Extracted text ▸
————
Palworld - First Impressions

March 1, 2024


Also on:
Xbox One
Xbox Series

Whenever one of my friends tells me to buy a game, I’m immediately skeptical of that game, and not just because I’m a somewhat jaded journalist who still regrets picking up Escape From Tarkov seven years ago. See, since Twitch became more popular than traditional entertainment outlets there’s been an increasing number of “flavour of the month” titles promoted by streamers and content creators that just aren’t very good. Although there’s rarely anything intrinsically wrong with the likes of Lethal Company or Among Us, they’re only really enjoyable for a couple of weeks, and their player bases disappear quicker than an expensive bottle of scotch from a liquor store in the bad part of town. And as a man who believes that the best experiences on the market aren’t one-off indie “darlings”, but instead are the ones with obtrusive mechanics and an anti-war sentiment, I never really understood the appeal of the likes of Valheim or whatever else my mates recommend to me. And after playing Palworld, a game that has nothing intrinsically wrong with it but is already losing players quicker than I lose my keys after work, I can say that I get why people bought it, but I’m honestly not sure whether or not I would’ve if my co-workers didn’t pester me into doing so.

In case you didn’t watch any of the clickbait video essays about the game that were popular a month ago, Palworld is, at its core, an Ark: Survival Evolved ripoff, except with Pokemon instead of dinosaurs. After you boot it up, create a private server and invite your friends to it (or join an online server, or start up a single-player world), the first thing you do is punch a tree and pick up rocks from the ground. Then you build a crafting bench, an axe, a pickaxe, a base, and start capturing the local wildlife so they can help you gather even more wood/stones/other wildlife. You can raid PvE dungeons, take down world bosses, level up to unlock rides for your critters and technologies including firearms, and explore its giant map at your leisure. None of that necessarily makes Palworld a ripoff of Ark, now that I’m thinking about it, as its core gameplay loop is identical to that of almost every Early Access survival title, but that’s neither here nor there, now that I think about it.
————
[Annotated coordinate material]
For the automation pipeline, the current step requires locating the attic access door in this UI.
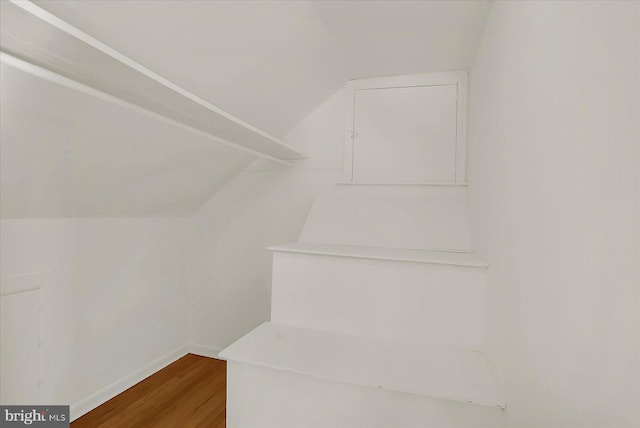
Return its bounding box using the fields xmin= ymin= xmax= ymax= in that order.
xmin=345 ymin=72 xmax=467 ymax=183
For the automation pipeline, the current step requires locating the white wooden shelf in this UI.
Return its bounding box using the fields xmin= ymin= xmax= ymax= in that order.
xmin=0 ymin=1 xmax=304 ymax=164
xmin=268 ymin=242 xmax=489 ymax=268
xmin=336 ymin=181 xmax=468 ymax=187
xmin=220 ymin=323 xmax=505 ymax=408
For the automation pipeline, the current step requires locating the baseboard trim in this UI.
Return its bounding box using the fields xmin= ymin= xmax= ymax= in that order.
xmin=187 ymin=343 xmax=225 ymax=360
xmin=70 ymin=345 xmax=190 ymax=421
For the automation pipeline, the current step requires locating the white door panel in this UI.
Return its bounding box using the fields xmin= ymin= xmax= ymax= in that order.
xmin=353 ymin=84 xmax=458 ymax=183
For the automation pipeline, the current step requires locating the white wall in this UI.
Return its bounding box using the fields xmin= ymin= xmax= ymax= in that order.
xmin=469 ymin=2 xmax=640 ymax=428
xmin=0 ymin=219 xmax=189 ymax=410
xmin=189 ymin=90 xmax=345 ymax=351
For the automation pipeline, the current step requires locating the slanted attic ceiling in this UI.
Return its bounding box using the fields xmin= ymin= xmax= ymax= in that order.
xmin=0 ymin=0 xmax=489 ymax=218
xmin=28 ymin=0 xmax=490 ymax=137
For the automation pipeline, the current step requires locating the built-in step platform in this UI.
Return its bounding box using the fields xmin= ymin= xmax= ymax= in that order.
xmin=270 ymin=242 xmax=487 ymax=348
xmin=268 ymin=242 xmax=489 ymax=268
xmin=220 ymin=323 xmax=505 ymax=408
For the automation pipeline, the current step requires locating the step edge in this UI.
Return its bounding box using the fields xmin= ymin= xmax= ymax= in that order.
xmin=219 ymin=350 xmax=506 ymax=409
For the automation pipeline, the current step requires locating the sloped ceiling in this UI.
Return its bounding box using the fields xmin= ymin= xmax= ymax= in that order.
xmin=0 ymin=0 xmax=489 ymax=218
xmin=30 ymin=0 xmax=490 ymax=137
xmin=0 ymin=64 xmax=255 ymax=218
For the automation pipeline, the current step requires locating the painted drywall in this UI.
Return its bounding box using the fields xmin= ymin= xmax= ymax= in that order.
xmin=0 ymin=219 xmax=189 ymax=405
xmin=0 ymin=63 xmax=255 ymax=218
xmin=469 ymin=2 xmax=640 ymax=428
xmin=30 ymin=0 xmax=490 ymax=137
xmin=188 ymin=89 xmax=346 ymax=350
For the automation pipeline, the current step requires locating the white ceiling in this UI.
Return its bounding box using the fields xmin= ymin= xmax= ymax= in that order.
xmin=0 ymin=0 xmax=490 ymax=218
xmin=0 ymin=64 xmax=255 ymax=218
xmin=35 ymin=0 xmax=490 ymax=137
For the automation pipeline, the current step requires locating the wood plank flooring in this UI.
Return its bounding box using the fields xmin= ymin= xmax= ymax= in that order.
xmin=71 ymin=354 xmax=227 ymax=428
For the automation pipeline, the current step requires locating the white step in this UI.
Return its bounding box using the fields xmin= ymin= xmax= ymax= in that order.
xmin=220 ymin=323 xmax=504 ymax=428
xmin=299 ymin=185 xmax=471 ymax=252
xmin=271 ymin=244 xmax=486 ymax=348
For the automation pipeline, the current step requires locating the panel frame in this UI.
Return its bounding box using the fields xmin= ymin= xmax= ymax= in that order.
xmin=344 ymin=70 xmax=469 ymax=184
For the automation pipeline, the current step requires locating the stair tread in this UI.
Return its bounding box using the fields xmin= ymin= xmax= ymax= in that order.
xmin=220 ymin=322 xmax=504 ymax=408
xmin=268 ymin=242 xmax=488 ymax=268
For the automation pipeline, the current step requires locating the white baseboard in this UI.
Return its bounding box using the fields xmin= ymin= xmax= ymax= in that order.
xmin=70 ymin=345 xmax=190 ymax=421
xmin=187 ymin=343 xmax=224 ymax=360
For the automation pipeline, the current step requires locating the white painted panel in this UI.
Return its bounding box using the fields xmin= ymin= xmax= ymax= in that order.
xmin=271 ymin=251 xmax=486 ymax=348
xmin=0 ymin=289 xmax=41 ymax=404
xmin=227 ymin=361 xmax=503 ymax=428
xmin=220 ymin=323 xmax=504 ymax=408
xmin=353 ymin=84 xmax=457 ymax=183
xmin=299 ymin=186 xmax=471 ymax=252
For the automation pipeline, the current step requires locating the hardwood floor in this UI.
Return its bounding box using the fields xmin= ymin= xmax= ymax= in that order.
xmin=71 ymin=354 xmax=227 ymax=428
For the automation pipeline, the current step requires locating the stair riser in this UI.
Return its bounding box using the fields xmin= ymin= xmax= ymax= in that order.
xmin=227 ymin=362 xmax=503 ymax=428
xmin=300 ymin=186 xmax=471 ymax=252
xmin=271 ymin=252 xmax=486 ymax=348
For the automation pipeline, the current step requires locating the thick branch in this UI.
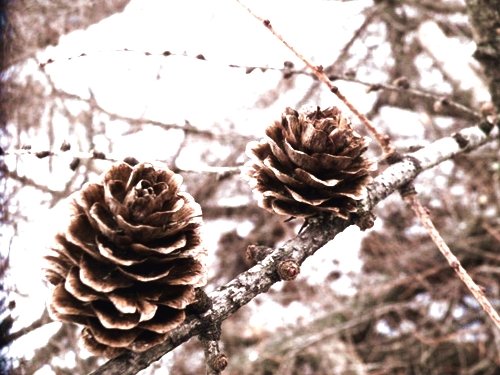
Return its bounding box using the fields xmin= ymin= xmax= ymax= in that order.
xmin=93 ymin=121 xmax=499 ymax=375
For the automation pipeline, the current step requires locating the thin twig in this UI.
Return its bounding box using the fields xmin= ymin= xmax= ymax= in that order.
xmin=236 ymin=0 xmax=394 ymax=158
xmin=3 ymin=149 xmax=243 ymax=177
xmin=404 ymin=193 xmax=500 ymax=329
xmin=37 ymin=44 xmax=481 ymax=120
xmin=5 ymin=309 xmax=52 ymax=345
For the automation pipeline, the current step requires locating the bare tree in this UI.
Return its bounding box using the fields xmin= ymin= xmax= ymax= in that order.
xmin=0 ymin=0 xmax=500 ymax=374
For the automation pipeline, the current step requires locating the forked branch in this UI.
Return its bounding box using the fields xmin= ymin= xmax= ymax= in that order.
xmin=236 ymin=0 xmax=394 ymax=158
xmin=404 ymin=192 xmax=500 ymax=329
xmin=93 ymin=121 xmax=499 ymax=375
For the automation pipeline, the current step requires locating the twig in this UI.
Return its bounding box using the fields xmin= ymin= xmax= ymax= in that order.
xmin=37 ymin=44 xmax=481 ymax=121
xmin=404 ymin=192 xmax=500 ymax=329
xmin=3 ymin=149 xmax=243 ymax=177
xmin=92 ymin=120 xmax=498 ymax=375
xmin=5 ymin=309 xmax=52 ymax=345
xmin=199 ymin=322 xmax=228 ymax=375
xmin=236 ymin=0 xmax=394 ymax=158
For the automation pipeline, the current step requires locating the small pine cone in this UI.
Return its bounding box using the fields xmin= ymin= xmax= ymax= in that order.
xmin=247 ymin=107 xmax=373 ymax=219
xmin=45 ymin=163 xmax=206 ymax=357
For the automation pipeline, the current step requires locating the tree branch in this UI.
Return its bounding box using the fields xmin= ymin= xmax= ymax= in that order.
xmin=92 ymin=124 xmax=499 ymax=375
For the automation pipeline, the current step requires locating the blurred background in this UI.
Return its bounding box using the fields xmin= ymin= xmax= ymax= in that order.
xmin=0 ymin=0 xmax=500 ymax=375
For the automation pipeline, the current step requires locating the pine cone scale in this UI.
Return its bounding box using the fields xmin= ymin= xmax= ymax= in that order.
xmin=46 ymin=164 xmax=206 ymax=356
xmin=247 ymin=108 xmax=372 ymax=219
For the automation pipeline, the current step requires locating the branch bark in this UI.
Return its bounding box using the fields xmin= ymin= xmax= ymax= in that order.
xmin=92 ymin=124 xmax=499 ymax=375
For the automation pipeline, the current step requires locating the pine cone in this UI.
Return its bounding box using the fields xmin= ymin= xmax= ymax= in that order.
xmin=247 ymin=107 xmax=373 ymax=219
xmin=45 ymin=163 xmax=206 ymax=357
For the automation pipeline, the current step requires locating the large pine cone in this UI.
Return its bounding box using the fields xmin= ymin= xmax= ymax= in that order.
xmin=46 ymin=163 xmax=206 ymax=357
xmin=247 ymin=107 xmax=373 ymax=219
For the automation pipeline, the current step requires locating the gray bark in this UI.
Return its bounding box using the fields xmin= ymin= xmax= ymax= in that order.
xmin=92 ymin=123 xmax=499 ymax=375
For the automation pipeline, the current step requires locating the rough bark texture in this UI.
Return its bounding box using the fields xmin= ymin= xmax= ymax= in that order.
xmin=92 ymin=125 xmax=499 ymax=375
xmin=467 ymin=0 xmax=500 ymax=113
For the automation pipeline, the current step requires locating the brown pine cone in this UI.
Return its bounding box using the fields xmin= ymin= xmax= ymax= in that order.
xmin=247 ymin=107 xmax=373 ymax=219
xmin=45 ymin=163 xmax=206 ymax=357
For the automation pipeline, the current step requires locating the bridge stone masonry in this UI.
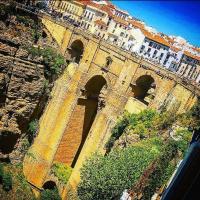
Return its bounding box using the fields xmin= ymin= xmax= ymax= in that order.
xmin=24 ymin=16 xmax=200 ymax=199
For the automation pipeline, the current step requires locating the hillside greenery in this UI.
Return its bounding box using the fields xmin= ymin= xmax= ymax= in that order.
xmin=0 ymin=163 xmax=35 ymax=200
xmin=78 ymin=100 xmax=200 ymax=200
————
What this exercise asks ▸
A) In the Palworld first impressions, which game does the writer still regret buying seven years ago?
B) Pick up the Palworld first impressions after its final sentence and keep writing.

Answers to the problems ▸
A) Escape From Tarkov.

B)
Abandon all hope, ye who enter here.

Palworld is, for better or worse, little more than a blend of mechanics and elements from more popular games. Its graphics and audio are nearly identical to those of Fortnite, its gameplay is eerily similar to other craft-em-ups, its lore isn’t all that different from Pokemon, and the bulk of its assets could very well have been bought from the Unreal Engine store. The wildlife you capture and enslave are somewhat unique, and the fact that you can force them to work on firearm assembly lines is amusing in the same way that forcing children to work on firearm assembly lines in Rimworld is, but there isn’t anything that sets the game apart from the swaths of others in its genre.

To be clear, although Palworld lacks an identity of its own, it’s not a bad game by any stretch of the imagination. All of its mechanics are well-balanced, it runs well even on dated PCs, and it’s addictive to run around catching all of its not-Pokemon with not-Pokeballs. I’d even go so far as to say that the title is fun, because in addition to fighting other players and wildlife, there’s plenty of gun-toting enemy AI to shoot at, and it’s hard to not smile when you give a monkey-looking creature an assault rifle and have them help you take down your foes. It’s easy to lose track of time gathering resources, improving your home and leveling up, and finally managing to capture a specific pal (that’s the wildlife, not whoever you play the game with) you’ve been looking for is satisfying much in the same way that finally managing to capture a T-Rex in Ark, or a slime in Minecraft, is.

Something something Assassin’s Creed at home

However, going back to the whole “flavour of the month” thing, Palworld’s issue, and the reason that it’s hard to recommend it, is because it just isn’t different enough from the other games in its genre. As an Early Access title, it’s possible that its developers will add mechanics that truly set it apart from its competitors in the future, but it’s equally possible that they’ll keep it in development hell like they have with two of their three other games. Right now, Palworld is the seventh most played game on Steam, and had over 2 million concurrent players when it launched about a month ago. But that number has been steadily dropping as people, and content creators, found another title to latch onto. Does that mean you shouldn’t buy Palworld if you have $30/£24.99 and want to waste a few dozen hours doing the same things you do in every other survival game? No, because in spite of its generic elements, it is in fact fun and far from the worst way to waste some cash. Do I recommend it, though? Also no, because I’m already invested in Minecraft, and think video games should be innovative and not derivative of one another.

Palworld is currently in Early Access. Check back on Jump Dash Roll for our review when it fully releases!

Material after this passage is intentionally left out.